### Texto base
Agora temos a adultização. Um recorte novo. Por que não dizer apenas que se está combatendo a pedofilia? Parece que criticar pedófilos, curiosamente, não tem produzido resultados muito positivos entre a esquerda.

A série Radicais, da Globoplay, faz uma bizarra crítica não a pedófilos, mas a... quem combate pedófilos nas redes sociais. Esta é a tal "extrema-direita", tão demonizada a ponto de gerar um totalitarismo bizarro no Ocidente, principalmente depois de 2020 — e que culminou na facada em Bolsonaro e nos assassinatos de Miguel Uribe e de Charlie Kirk.

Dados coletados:
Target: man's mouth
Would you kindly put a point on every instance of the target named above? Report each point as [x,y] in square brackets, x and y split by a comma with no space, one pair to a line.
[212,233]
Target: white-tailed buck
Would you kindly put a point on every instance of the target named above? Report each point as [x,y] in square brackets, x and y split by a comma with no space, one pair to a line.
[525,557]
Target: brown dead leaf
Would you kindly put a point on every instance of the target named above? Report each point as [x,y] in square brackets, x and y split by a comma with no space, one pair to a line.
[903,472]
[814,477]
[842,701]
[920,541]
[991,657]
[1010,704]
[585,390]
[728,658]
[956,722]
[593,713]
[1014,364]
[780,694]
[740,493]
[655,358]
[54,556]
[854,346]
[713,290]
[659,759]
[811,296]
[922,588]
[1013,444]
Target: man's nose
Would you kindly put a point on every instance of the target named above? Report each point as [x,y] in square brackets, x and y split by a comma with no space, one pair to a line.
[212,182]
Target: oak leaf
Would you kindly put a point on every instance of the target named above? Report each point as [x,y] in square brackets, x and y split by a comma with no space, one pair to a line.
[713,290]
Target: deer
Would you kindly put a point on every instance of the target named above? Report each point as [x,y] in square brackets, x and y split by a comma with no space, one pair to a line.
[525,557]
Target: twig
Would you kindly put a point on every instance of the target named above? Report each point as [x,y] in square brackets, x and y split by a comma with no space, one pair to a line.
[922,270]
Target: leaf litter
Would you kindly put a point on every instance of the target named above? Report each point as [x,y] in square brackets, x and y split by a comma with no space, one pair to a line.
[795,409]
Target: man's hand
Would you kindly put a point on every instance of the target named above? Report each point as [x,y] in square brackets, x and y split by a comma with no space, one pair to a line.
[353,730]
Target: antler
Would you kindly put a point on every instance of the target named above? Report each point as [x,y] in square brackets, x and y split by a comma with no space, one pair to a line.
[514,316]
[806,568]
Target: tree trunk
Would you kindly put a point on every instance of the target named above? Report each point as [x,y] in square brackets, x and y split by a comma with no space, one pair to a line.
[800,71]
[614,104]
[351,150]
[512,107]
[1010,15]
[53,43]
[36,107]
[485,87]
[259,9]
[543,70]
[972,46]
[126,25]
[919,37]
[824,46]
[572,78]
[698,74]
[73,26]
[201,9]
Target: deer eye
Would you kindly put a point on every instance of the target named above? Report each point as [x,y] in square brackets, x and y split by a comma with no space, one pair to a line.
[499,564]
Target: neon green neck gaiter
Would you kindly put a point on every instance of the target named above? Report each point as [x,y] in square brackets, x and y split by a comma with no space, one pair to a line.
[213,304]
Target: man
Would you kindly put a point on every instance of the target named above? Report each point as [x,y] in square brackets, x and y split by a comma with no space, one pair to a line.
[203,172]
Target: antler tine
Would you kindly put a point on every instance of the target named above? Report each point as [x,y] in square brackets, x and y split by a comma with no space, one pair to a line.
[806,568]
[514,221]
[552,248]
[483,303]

### Desafio
Qual série da Globoplay é citada no texto base?

### Resolução da tarefa
A série Radicais.